What is asked:
**a)** In the MethodImpl issue, what file name are readers told to save the code under?
**b)** Please condense the paragraph of the MethodImpl issue that begins "This was brought up as an issue for Mono" into a single shorter sentence that keeps its main points.
**c)** Pick up the MethodImpl issue's code right after its last line shown and carry it forward.

Is this MethodImpl table behaving as intended? #11881

Closed lambdageek closed 4 years ago

lambdageek commented 5 years ago

This was brought up as an issue for Mono, and I was curious if the .NET Core behavior here is surprising to you, or if everything is working as intended.

Reproduction steps

  1. Save the following as override.il
    
    .assembly TestAssembly { }

.class public A extends [mscorlib]System.Object { .method virtual public instance void Foo() { ldstr "A::Foo" call void [mscorlib]System.Console::WriteLine(string) ret }

.method virtual public instance void Bar()
{
    ldstr "A::Bar"
    call void [mscorlib]System.Console::WriteLine(string)
    ret
}

.method public rtspecialname instance void .ctor()
{
    ldarg.0
    call instance void [mscorlib]System.Object::.ctor()
    ret
}

}

.class public B extends A { .method virtual public instance void Foo() { .override A::Bar ldstr "B::Foo" call void [mscorlib]System.Console::WriteLine(string) ret }

.method virtual public instance void Bar()
{
    .override A::Foo
    ldstr "B::Bar"

Material:
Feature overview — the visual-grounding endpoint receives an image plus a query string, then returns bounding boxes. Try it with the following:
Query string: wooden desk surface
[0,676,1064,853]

Written answers:
**a)** override.il

**b)** The author asks whether the .NET Core behavior behind this Mono issue is surprising or working as intended.

**c)**
    call void [mscorlib]System.Console::WriteLine(string)
    ret
}

.method public rtspecialname instance void .ctor()
{
    ldarg.0
    call instance void A::.ctor()
    ret
}

}

.method static void Main() { .entrypoint .locals init ([0] class A a) newobj instance void B::.ctor() stloc.0 ldloc.0 callvirt instance void A::Foo() ldloc.0 callvirt instance void A::Bar() ret }

and `override.runtimeconfig.json`

{ "runtimeOptions": { "tfm": "netcoreapp2.1", "framework": { "name": "Microsoft.NETCore.App", "version": "2.1.6" } } }

2. `ilasm override.il`  to produce `override.exe`
3. `dotnet ./override.exe`

## Actual behavior ##

The following is the output:

B::Foo B::Foo



## Expected behavior ##

Not sure.  Maybe the actual behavior is correct?

## More details ##

ECMA-335 II.15.1.4 states:

>A MethodImpl, or method implementation, supplies the executable body for an existing virtual method.
It associates a Method (representing the body) with a MethodDecl or Method (representing the virtual
method). A MethodImpl is used to provide an implementation for an inherited virtual method or a
virtual method from an interface when the default mechanism (matching by name and signature) would
not provide the correct result.

So one interpretation of this is that `.override` is expected only if the normal name and signature overriding is not useful, and so it merely applies another mechanism to fill in a vtable slot.  Another interpretation is that `.override` may be used to sidestep the name and signature mechanism and so therefore it's used _instead_.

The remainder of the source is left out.